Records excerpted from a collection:

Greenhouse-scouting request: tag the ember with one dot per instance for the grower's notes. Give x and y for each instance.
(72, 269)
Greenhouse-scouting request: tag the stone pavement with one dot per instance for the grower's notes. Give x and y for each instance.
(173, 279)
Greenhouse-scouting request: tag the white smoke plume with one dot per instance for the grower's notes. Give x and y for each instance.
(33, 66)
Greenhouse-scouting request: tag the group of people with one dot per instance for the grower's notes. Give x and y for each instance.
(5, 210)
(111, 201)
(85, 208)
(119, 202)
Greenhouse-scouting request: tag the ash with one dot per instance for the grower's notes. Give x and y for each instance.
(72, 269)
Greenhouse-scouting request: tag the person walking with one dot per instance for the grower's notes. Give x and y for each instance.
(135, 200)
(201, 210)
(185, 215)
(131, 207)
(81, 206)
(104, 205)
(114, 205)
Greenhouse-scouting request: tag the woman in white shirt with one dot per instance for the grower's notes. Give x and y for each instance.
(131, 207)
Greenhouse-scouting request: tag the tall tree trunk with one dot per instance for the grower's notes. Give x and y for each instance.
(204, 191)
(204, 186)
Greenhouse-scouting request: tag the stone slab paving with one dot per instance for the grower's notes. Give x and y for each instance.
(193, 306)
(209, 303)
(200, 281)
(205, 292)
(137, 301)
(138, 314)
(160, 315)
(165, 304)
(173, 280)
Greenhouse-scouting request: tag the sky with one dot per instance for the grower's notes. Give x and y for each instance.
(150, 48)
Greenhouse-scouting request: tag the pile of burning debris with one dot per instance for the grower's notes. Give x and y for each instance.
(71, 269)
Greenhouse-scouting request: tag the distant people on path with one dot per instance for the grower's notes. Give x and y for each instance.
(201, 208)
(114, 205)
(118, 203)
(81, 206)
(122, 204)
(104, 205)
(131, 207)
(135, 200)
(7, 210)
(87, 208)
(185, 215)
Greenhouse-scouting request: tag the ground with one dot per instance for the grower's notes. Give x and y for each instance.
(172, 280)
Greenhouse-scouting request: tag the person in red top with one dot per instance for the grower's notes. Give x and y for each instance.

▸ Instructions for the task
In the entries above, find the line with "Greenhouse-scouting request: tag the person walking", then retype it and every line after it exactly.

▸ Reply
Greenhouse-scouting request: tag the person walking with one dot per instance for the grower's notes. Give x and y for each instance.
(135, 200)
(201, 210)
(185, 215)
(131, 207)
(81, 206)
(104, 205)
(114, 205)
Greenhouse-scouting request: tag the woman in white shirt with one dot per instance for the grower's notes. Give x and y for each instance.
(131, 207)
Greenhouse-scouting request: tag the tall tree trunk with one dot per instance for the grower's notes. Give x and y for each instance.
(204, 191)
(204, 186)
Greenhouse-scouting request: tag the stone slab paving with one dot per instance for the grower's notes. Give x and y for each instance.
(193, 306)
(209, 303)
(200, 281)
(205, 292)
(137, 301)
(138, 314)
(160, 315)
(165, 304)
(173, 280)
Greenhouse-scouting request: tag the sky with one dot per instance for the grower's notes. Give x and y for each instance.
(150, 48)
Greenhouse-scouting request: tag the pile of burning debris with one dot per instance for the grower's notes. Give x and y for each instance.
(71, 269)
Greenhouse-scouting request: tag the distant people on path with one dot per instance for the grower's notes. Give x and y for each instance.
(201, 208)
(114, 205)
(118, 203)
(81, 206)
(122, 204)
(104, 205)
(131, 207)
(135, 200)
(7, 210)
(87, 208)
(185, 215)
Greenhouse-scouting request: tag the ground with one dot per instance for the grower's notes. Give x and y for each instance.
(172, 280)
Greenhouse-scouting request: tag the person in red top with one dot per instance for the grower's notes. Give x and y for each instance.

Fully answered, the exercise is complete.